— Start of DATA TO PROCESS —
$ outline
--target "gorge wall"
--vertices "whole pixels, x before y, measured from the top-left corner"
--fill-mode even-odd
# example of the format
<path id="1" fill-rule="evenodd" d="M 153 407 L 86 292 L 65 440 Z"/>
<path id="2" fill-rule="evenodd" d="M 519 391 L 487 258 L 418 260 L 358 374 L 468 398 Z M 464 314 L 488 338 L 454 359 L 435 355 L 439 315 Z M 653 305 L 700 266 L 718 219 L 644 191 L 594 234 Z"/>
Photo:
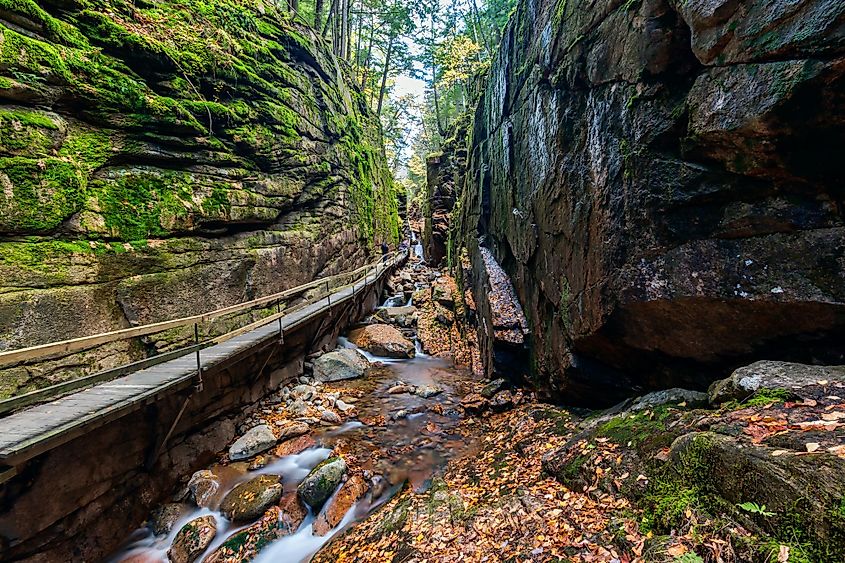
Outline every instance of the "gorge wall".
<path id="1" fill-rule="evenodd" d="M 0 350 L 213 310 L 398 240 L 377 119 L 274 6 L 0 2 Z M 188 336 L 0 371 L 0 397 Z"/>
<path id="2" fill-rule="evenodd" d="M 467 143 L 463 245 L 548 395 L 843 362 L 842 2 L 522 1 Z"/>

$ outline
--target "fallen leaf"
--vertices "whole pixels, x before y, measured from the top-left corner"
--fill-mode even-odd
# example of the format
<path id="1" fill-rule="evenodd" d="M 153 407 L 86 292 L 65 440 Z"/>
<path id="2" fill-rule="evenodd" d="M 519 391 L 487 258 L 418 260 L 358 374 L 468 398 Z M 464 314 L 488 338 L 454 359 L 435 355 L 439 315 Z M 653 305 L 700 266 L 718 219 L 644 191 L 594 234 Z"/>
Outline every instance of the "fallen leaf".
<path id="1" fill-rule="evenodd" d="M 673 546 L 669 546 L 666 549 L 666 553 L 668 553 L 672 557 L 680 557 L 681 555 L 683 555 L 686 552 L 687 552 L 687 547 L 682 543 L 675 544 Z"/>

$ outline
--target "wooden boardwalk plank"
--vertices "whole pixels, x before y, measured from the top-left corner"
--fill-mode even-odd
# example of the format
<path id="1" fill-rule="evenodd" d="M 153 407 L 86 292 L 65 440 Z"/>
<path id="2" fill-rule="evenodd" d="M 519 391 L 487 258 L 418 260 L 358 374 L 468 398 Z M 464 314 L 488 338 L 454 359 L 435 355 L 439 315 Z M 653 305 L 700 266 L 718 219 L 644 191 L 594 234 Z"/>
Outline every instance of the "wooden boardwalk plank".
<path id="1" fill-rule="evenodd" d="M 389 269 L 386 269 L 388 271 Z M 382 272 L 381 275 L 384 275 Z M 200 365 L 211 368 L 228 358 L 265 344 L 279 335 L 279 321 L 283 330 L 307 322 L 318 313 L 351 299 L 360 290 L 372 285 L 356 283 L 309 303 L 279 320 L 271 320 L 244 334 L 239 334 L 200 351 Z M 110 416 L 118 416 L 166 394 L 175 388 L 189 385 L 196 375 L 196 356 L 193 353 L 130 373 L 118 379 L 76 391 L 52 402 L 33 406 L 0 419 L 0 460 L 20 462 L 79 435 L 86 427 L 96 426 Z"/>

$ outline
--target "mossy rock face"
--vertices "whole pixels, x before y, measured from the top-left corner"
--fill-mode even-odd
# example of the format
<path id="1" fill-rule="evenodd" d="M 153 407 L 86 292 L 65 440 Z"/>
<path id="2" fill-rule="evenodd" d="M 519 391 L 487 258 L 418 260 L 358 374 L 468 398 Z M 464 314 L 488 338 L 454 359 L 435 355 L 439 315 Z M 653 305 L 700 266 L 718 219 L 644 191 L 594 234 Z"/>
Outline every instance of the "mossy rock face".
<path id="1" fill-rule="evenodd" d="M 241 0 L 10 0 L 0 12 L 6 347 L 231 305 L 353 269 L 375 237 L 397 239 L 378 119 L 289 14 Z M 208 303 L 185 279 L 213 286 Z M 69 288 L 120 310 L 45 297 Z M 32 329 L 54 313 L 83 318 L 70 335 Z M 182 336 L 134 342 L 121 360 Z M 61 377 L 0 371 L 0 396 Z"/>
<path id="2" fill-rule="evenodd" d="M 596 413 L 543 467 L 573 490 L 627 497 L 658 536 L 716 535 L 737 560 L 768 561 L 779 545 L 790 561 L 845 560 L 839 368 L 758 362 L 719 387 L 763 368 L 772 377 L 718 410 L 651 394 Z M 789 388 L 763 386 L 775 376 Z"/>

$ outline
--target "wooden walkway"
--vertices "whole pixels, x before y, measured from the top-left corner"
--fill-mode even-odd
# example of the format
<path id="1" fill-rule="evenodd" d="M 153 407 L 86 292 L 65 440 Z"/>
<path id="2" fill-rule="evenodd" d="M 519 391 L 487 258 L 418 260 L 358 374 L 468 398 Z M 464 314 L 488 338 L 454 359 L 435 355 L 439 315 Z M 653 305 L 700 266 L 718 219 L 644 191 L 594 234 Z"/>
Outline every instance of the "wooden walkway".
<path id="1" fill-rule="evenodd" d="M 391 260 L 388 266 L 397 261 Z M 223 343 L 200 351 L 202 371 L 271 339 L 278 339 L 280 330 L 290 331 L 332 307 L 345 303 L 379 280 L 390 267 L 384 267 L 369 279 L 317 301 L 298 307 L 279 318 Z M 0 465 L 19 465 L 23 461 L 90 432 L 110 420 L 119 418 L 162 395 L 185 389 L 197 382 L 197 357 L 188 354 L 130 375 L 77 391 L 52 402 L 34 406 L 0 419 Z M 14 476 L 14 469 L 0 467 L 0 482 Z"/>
— End of DATA TO PROCESS —
PROBLEM TO SOLVE
Restate the entries from their first line through the line containing "467 143 L 463", substituting "canyon wall" for every occurrence of "gorge wall" and changing nothing else. Omit the pictures from your output.

OUTPUT OF THE TASK
$ outline
--target "canyon wall"
--vertices "whole pixels, x before y, measured from the top-left corner"
--fill-mode even-odd
# example of the format
<path id="1" fill-rule="evenodd" d="M 153 407 L 86 292 L 65 440 Z"/>
<path id="2" fill-rule="evenodd" d="M 519 391 L 487 258 L 418 260 L 358 374 L 468 398 Z M 464 314 L 488 338 L 454 359 L 435 355 L 439 315 Z M 653 305 L 700 266 L 718 219 L 644 191 L 594 234 Z"/>
Photo:
Outline every instance of the "canyon wall".
<path id="1" fill-rule="evenodd" d="M 0 350 L 213 310 L 398 240 L 377 119 L 274 6 L 0 2 Z M 188 336 L 0 371 L 0 397 Z"/>
<path id="2" fill-rule="evenodd" d="M 467 143 L 463 245 L 548 395 L 843 362 L 842 2 L 522 1 Z"/>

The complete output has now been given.